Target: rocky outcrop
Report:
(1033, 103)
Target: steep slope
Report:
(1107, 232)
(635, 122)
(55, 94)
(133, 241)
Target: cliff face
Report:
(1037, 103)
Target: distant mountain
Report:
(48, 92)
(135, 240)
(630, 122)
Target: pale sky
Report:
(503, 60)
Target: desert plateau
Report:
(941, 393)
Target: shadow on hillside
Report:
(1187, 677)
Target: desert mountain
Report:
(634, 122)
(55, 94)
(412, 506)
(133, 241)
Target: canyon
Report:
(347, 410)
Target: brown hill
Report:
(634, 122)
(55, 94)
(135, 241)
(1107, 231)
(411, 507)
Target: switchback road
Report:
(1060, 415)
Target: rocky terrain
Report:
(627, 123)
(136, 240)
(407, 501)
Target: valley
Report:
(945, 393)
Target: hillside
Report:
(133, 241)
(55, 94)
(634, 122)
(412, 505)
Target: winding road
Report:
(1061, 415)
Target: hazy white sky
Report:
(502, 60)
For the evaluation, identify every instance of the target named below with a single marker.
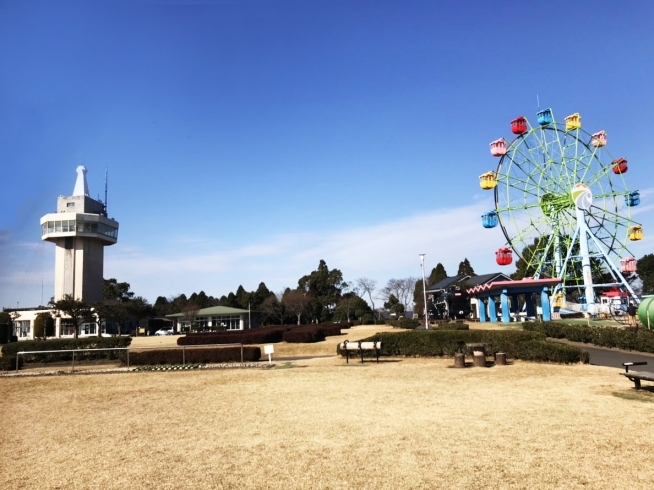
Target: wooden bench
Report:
(360, 346)
(637, 376)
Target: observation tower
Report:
(80, 229)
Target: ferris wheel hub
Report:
(582, 196)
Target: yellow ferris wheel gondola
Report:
(488, 180)
(635, 233)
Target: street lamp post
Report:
(424, 289)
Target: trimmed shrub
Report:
(408, 323)
(604, 336)
(258, 336)
(516, 344)
(303, 336)
(451, 326)
(209, 355)
(10, 350)
(268, 335)
(9, 363)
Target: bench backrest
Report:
(360, 345)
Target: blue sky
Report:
(245, 141)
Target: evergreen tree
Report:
(466, 269)
(437, 274)
(645, 269)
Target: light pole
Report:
(424, 289)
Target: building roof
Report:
(469, 280)
(515, 285)
(212, 311)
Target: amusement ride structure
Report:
(563, 205)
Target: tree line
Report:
(322, 295)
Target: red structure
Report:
(619, 166)
(504, 256)
(628, 264)
(519, 125)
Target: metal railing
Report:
(127, 349)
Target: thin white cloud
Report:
(379, 251)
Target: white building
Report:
(80, 229)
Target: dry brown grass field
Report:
(319, 423)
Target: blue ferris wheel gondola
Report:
(489, 219)
(632, 199)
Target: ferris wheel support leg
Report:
(560, 286)
(482, 310)
(545, 305)
(585, 260)
(504, 298)
(614, 270)
(492, 312)
(529, 305)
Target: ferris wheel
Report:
(563, 205)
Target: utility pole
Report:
(424, 289)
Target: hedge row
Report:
(10, 350)
(9, 363)
(285, 328)
(268, 335)
(623, 338)
(516, 344)
(451, 326)
(193, 356)
(407, 323)
(302, 336)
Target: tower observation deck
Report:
(80, 229)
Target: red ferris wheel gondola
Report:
(504, 256)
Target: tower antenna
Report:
(106, 189)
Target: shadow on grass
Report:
(288, 365)
(488, 364)
(645, 394)
(366, 363)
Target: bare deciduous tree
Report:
(296, 301)
(367, 286)
(273, 305)
(402, 289)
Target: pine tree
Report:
(466, 269)
(438, 273)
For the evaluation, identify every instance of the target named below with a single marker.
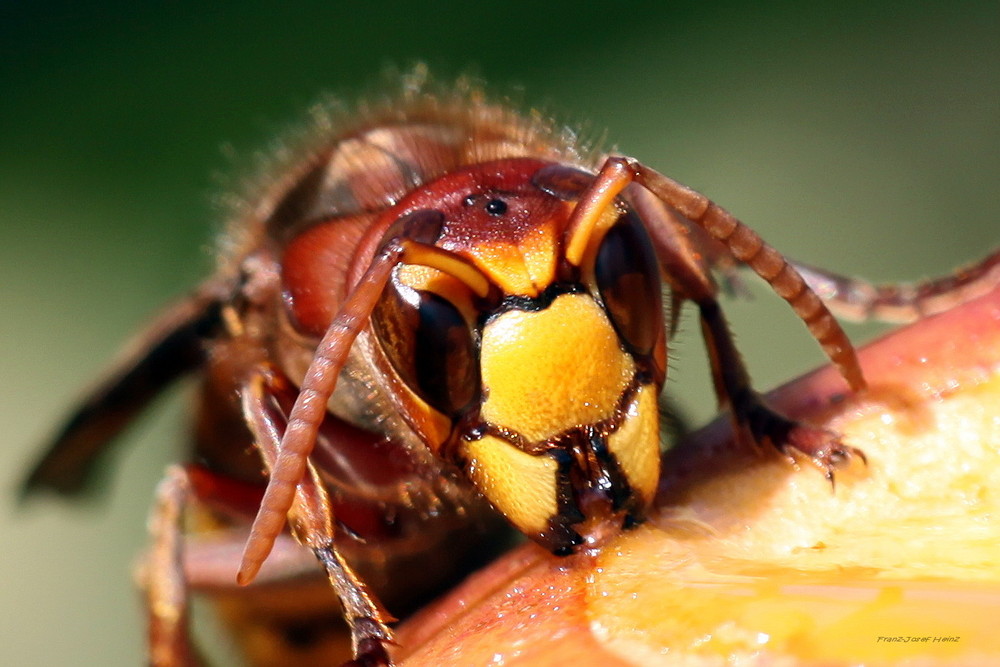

◆ ◆ ◆

**What you are asked to do**
Format every line of the entries above as a numbered list, skipping blank lines and leaving out the picture lines.

**Result of this task**
1. Target: rocky outcrop
2. Report:
3. (1033, 103)
4. Target: steep slope
5. Report:
6. (1107, 232)
7. (635, 122)
8. (55, 94)
9. (133, 241)
10. Target: cliff face
11. Report:
12. (1037, 103)
13. Target: distant mountain
14. Report:
15. (48, 92)
16. (135, 240)
17. (630, 122)
18. Target: pale sky
19. Report:
20. (503, 60)
21. Target: desert plateau
22. Report:
23. (941, 393)
24. Target: shadow on hillside
25. Report:
26. (1187, 677)
27. Target: desert mountain
28. Report:
29. (634, 122)
30. (55, 94)
31. (412, 506)
32. (133, 241)
33. Target: canyon
34. Report:
35. (347, 410)
36. Target: brown hill
37. Report:
38. (634, 122)
39. (55, 94)
40. (135, 241)
41. (1107, 231)
42. (411, 507)
43. Target: switchback road
44. Report:
45. (1060, 415)
46. Target: rocky terrain
47. Report:
48. (627, 123)
49. (136, 240)
50. (407, 501)
51. Target: valley
52. Report:
53. (945, 393)
54. Target: hillside
55. Report:
56. (133, 241)
57. (55, 94)
58. (634, 122)
59. (412, 505)
60. Target: winding road
61. Report:
62. (1061, 415)
63. Target: hazy white sky
64. Report:
65. (502, 60)
66. For the evaluation, identify every instance of the target named below with a single marker.
67. Target: wooden bench
68. Report:
69. (360, 346)
70. (637, 376)
71. Target: observation tower
72. Report:
73. (80, 229)
74. Target: ferris wheel hub
75. Report:
76. (582, 196)
77. Target: yellow ferris wheel gondola
78. Report:
79. (488, 180)
80. (635, 233)
81. Target: street lamp post
82. Report:
83. (424, 289)
84. Target: trimmed shrub
85. Report:
86. (408, 323)
87. (604, 336)
88. (258, 336)
89. (516, 344)
90. (303, 336)
91. (451, 326)
92. (209, 355)
93. (10, 350)
94. (268, 335)
95. (9, 363)
96. Target: bench backrest
97. Report:
98. (360, 345)
99. Target: blue sky
100. Report:
101. (245, 141)
102. Target: evergreen tree
103. Report:
104. (466, 269)
105. (437, 274)
106. (645, 269)
107. Target: light pole
108. Report:
109. (424, 289)
110. Target: building roof
111. Report:
112. (469, 280)
113. (515, 285)
114. (212, 311)
115. Target: amusement ride structure
116. Report:
117. (563, 205)
118. Target: tree line
119. Report:
120. (322, 295)
121. Target: red structure
122. Report:
123. (619, 166)
124. (504, 256)
125. (628, 264)
126. (519, 125)
127. Target: metal railing
128. Report:
129. (127, 349)
130. Target: thin white cloud
131. Report:
132. (379, 251)
133. Target: white building
134. Report:
135. (80, 229)
136. Target: dry brown grass field
137. Report:
138. (319, 423)
139. Target: blue ferris wheel gondola
140. Report:
141. (489, 219)
142. (632, 199)
143. Target: ferris wheel support leg
144. Report:
145. (560, 286)
146. (482, 310)
147. (545, 305)
148. (585, 260)
149. (504, 298)
150. (614, 270)
151. (492, 312)
152. (529, 305)
153. Target: ferris wheel
154. Report:
155. (563, 205)
156. Target: utility pole
157. Report:
158. (424, 289)
159. Target: hedge row
160. Report:
161. (10, 350)
162. (9, 363)
163. (285, 328)
164. (268, 335)
165. (623, 338)
166. (516, 344)
167. (451, 326)
168. (193, 356)
169. (407, 323)
170. (302, 336)
171. Target: tower observation deck
172. Report:
173. (80, 229)
174. Target: red ferris wheel gondola
175. Report:
176. (504, 256)
177. Target: tower antenna
178. Report:
179. (106, 189)
180. Target: shadow on grass
181. Report:
182. (288, 365)
183. (488, 364)
184. (645, 394)
185. (366, 363)
186. Target: bare deciduous tree
187. Report:
188. (296, 301)
189. (367, 286)
190. (273, 305)
191. (402, 289)
192. Target: pine tree
193. Report:
194. (466, 269)
195. (438, 273)
196. For the evaluation, identify every instance of the target named below with a single marker.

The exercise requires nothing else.